#### [What is asked]
1. In the forum thread on damage reduction, what does Nifft say about whether energy damage is reduced?
2. Rewrite the forum thread on damage reduction between "To aid in research" and "they were invulnerable.", inclusive, with "blows" changed to "hits".

#### [Document section]
— START —

I am tagging this on here. Cause now this has got me thinking. When is DR applied..before crit multiplier or after? And the extra damage due to an energy aura around a weapon...does that bypass the DR?


----------



## Nifft (Apr 7, 2008)

Hyperfist said:
			
		

> I am tagging this on here. Cause now this has got me thinking. When is DR applied..before crit multiplier or after? And the extra damage due to an energy aura around a weapon...does that bypass the DR?



 DR is applied last. Energy damage is not reduced. Did you read the section on DR? This last bit should be fairly obvious.

Cheers, -- N


----------



## Evilhalfling (Apr 7, 2008)

one more question, is falling damage subject to DR  ?


----------



## Set (Apr 7, 2008)

Nifft said:
			
		

> You don't need a sword caddy, because 10 is a small number. (To compare: 3.0e had DR up to 50.)




And the boards were replete with builds that did 200 damage or more.  It's not like players couldn't *always* find ways to blow through DR, no matter the number.


----------



## irdeggman (Apr 7, 2008)

Evilhalfling said:
			
		

> one more question, is falling damage subject to DR  ?





To aid in research

from the SRD:



> DAMAGE REDUCTION
> Some magic creatures have the supernatural ability to instantly heal damage from weapons or to ignore blows altogether as though they were invulnerable.
> 
> The numerical part of a creature’s damage reduction is the amount of hit points the creature *ignores from normal attacks.* Usually, a certain type of weapon can overcome this reduction. This information is separated from the damage reduction number by a slash.
> ...




So is falling an attack?

— END —

#### [Listing]
— START —

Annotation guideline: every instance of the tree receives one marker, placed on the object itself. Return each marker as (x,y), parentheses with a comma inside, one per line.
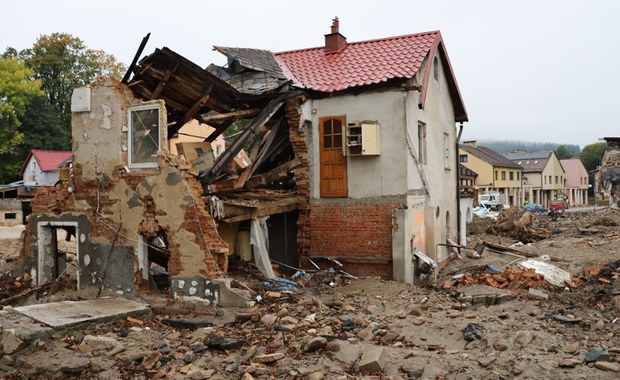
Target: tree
(16,90)
(592,155)
(62,63)
(562,152)
(42,129)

— END —

#### [Answers provided]
1. Energy damage is not reduced.

2.
To aid in research

from the SRD:



> DAMAGE REDUCTION
> Some magic creatures have the supernatural ability to instantly heal damage from weapons or to ignore hits altogether as though they were invulnerable.